- **INSTRUCTION**: Identify every line in the records below that contains the string "bouquet", and copy each such line in full. Case counts when matching.

- **RECORD SET**:
>> start

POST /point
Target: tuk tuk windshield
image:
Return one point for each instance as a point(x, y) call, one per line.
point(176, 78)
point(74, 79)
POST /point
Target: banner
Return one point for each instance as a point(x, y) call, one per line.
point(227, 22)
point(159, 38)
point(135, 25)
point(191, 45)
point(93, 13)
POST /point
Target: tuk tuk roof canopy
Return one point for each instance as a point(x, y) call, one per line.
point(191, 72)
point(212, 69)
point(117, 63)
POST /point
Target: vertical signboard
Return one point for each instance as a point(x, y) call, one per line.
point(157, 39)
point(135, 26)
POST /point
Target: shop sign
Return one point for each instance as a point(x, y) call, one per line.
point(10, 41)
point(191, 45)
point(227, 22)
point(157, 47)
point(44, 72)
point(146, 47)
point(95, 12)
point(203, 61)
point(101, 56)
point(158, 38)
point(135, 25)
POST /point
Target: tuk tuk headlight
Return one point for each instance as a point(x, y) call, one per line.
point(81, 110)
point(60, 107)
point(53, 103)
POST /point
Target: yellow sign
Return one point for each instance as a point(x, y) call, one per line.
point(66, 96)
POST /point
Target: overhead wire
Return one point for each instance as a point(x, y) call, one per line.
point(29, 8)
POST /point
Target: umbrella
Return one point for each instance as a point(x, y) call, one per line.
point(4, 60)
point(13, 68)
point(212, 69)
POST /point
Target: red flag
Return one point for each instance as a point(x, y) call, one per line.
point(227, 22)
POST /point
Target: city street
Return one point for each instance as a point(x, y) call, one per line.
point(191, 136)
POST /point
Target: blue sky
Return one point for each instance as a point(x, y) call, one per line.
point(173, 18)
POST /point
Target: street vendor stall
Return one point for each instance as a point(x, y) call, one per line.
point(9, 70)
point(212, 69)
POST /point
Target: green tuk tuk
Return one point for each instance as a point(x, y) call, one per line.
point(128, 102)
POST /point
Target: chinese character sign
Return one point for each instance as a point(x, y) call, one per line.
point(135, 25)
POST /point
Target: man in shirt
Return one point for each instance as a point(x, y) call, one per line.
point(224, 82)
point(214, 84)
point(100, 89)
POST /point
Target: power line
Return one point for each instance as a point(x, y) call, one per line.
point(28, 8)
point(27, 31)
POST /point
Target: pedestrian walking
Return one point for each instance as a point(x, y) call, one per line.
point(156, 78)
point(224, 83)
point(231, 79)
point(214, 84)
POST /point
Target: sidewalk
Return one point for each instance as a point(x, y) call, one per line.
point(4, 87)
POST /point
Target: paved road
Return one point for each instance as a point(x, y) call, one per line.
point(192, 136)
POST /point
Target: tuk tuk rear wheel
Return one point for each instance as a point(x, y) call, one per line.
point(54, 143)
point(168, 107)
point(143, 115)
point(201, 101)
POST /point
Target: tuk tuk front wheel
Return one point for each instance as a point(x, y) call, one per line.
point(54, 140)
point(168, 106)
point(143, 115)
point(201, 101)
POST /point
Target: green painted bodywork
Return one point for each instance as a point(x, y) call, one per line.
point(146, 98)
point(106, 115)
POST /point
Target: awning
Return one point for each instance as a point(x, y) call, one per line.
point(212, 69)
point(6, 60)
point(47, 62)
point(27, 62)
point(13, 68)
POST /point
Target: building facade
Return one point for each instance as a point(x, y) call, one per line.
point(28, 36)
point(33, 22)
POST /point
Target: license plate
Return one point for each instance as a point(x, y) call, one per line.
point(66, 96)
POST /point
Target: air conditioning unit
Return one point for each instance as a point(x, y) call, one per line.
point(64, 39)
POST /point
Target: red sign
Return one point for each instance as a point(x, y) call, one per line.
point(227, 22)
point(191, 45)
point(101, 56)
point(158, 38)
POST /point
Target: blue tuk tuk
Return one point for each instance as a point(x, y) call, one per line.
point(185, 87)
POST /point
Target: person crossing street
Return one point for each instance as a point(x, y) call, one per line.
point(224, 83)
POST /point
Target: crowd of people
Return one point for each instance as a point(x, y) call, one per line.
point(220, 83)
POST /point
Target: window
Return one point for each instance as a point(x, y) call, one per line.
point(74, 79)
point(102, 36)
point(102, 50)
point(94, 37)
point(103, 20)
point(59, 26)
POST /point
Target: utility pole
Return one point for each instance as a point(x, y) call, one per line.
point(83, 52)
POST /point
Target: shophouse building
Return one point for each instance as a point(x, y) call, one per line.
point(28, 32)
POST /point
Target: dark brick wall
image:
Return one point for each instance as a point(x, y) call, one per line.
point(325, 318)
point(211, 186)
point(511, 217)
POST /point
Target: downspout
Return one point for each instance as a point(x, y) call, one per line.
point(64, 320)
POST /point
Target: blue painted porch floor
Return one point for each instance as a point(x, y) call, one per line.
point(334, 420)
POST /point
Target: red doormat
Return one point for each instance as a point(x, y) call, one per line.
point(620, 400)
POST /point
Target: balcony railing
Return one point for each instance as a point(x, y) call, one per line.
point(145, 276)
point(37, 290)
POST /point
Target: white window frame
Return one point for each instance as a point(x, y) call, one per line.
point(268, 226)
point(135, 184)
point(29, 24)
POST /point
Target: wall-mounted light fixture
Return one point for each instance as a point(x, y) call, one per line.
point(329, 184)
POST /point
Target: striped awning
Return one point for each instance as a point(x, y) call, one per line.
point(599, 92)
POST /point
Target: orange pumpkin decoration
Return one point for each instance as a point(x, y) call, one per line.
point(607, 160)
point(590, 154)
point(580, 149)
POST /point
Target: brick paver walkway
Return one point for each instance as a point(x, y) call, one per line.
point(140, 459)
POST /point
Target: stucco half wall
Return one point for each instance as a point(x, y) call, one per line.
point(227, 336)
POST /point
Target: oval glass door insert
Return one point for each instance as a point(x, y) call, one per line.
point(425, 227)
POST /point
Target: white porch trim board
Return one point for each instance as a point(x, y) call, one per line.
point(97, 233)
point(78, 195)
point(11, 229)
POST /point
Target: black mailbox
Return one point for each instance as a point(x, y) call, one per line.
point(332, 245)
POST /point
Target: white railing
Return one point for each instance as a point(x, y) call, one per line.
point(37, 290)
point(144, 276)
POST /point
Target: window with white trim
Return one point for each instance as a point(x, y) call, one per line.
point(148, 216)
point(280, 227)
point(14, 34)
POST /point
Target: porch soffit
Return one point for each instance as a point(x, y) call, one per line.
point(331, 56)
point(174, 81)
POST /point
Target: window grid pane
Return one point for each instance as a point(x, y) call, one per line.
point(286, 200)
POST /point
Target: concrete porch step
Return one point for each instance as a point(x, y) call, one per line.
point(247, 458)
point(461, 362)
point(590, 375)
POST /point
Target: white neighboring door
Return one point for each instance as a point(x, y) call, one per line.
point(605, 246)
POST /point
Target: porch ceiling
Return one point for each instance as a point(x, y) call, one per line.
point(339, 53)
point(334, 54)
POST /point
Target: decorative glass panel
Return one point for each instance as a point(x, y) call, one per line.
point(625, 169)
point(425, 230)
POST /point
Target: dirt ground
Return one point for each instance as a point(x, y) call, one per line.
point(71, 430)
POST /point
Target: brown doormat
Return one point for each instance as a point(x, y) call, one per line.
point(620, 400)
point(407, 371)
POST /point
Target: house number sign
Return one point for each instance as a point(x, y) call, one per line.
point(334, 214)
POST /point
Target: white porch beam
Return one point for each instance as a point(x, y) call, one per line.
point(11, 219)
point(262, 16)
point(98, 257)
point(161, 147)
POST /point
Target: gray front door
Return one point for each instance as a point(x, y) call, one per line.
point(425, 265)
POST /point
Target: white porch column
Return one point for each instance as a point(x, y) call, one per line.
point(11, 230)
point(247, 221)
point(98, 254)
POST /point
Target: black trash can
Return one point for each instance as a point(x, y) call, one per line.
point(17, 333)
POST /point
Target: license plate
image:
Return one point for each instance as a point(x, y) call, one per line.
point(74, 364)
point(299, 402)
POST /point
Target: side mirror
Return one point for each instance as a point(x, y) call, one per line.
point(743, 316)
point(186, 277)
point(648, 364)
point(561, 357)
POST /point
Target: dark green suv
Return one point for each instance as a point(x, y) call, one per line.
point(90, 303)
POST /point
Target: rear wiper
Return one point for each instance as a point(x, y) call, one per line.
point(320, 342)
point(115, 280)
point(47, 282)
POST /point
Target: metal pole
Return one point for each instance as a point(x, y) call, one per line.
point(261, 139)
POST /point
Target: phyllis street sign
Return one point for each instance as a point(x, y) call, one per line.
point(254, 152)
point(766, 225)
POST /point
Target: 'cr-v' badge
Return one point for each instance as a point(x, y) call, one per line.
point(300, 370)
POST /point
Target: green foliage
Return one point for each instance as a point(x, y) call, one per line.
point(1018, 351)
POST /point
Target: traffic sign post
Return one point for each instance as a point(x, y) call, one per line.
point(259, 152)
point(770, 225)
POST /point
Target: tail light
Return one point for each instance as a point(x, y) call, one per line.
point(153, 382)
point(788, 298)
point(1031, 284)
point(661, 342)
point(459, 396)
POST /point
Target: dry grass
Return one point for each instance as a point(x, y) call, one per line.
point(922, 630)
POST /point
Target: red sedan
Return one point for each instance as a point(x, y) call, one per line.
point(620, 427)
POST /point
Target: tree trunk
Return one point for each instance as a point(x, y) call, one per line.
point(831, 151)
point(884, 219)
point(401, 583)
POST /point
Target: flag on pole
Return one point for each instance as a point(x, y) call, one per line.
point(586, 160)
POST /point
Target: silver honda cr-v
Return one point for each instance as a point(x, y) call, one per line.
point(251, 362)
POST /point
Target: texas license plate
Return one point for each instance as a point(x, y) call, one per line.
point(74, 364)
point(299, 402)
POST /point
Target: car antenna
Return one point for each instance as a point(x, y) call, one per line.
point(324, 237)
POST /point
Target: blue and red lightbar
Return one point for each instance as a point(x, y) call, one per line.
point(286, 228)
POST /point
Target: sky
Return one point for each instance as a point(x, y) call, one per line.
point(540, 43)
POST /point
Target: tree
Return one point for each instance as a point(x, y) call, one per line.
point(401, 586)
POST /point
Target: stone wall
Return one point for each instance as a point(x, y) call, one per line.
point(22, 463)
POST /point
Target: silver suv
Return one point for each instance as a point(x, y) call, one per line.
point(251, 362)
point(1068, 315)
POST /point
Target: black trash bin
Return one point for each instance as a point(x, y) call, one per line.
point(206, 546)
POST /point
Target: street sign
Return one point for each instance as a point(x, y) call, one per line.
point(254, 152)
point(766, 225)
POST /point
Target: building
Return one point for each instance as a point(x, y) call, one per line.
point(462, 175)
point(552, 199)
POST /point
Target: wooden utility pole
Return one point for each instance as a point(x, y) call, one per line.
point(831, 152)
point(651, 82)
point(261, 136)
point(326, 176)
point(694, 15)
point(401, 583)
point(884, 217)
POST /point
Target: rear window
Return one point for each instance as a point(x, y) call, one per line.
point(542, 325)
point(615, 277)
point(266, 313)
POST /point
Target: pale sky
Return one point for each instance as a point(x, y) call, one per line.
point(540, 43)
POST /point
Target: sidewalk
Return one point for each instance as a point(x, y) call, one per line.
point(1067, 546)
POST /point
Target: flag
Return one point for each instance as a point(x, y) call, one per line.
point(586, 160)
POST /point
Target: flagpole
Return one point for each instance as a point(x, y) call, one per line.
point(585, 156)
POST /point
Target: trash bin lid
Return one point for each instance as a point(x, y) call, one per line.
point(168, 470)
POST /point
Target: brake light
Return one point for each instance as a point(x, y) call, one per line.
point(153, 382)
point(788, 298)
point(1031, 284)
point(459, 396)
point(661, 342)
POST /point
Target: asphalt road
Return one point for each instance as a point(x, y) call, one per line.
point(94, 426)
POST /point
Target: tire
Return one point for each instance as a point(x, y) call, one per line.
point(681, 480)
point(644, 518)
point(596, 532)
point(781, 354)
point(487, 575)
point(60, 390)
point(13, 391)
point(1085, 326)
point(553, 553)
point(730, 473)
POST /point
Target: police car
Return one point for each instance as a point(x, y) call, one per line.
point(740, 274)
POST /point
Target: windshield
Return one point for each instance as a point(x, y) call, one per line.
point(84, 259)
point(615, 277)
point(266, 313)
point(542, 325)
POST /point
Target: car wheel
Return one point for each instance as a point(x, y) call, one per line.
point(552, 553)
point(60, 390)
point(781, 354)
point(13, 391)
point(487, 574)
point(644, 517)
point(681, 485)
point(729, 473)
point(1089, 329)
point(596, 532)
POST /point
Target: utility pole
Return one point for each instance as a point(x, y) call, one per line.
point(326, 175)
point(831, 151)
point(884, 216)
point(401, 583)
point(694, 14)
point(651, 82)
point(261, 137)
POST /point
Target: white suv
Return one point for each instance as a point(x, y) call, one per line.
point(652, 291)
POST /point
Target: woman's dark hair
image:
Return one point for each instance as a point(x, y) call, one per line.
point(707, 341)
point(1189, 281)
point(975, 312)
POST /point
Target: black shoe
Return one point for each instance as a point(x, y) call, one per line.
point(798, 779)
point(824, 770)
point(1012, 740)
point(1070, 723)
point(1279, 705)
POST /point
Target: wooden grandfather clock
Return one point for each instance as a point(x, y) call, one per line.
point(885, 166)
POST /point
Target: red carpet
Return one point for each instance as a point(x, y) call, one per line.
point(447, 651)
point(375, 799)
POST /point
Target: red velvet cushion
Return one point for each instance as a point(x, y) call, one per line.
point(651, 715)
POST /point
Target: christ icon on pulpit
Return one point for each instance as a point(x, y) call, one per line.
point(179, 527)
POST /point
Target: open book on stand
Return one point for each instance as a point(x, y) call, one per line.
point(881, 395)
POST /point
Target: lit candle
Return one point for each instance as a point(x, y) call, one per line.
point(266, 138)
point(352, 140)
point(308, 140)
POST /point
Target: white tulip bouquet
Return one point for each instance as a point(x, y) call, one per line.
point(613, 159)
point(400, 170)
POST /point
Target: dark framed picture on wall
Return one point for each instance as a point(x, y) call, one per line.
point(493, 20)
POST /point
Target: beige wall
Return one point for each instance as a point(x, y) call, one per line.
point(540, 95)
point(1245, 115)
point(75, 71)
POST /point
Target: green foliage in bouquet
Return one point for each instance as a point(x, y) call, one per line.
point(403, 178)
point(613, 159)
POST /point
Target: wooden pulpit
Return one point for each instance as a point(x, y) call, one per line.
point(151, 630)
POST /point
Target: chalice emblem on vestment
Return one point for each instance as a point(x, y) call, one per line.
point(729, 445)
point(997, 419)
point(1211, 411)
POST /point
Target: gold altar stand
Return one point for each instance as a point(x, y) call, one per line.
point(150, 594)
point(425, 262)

>> end

- **WRITTEN REPLY**:
Target: white tulip bouquet
Target: green foliage in bouquet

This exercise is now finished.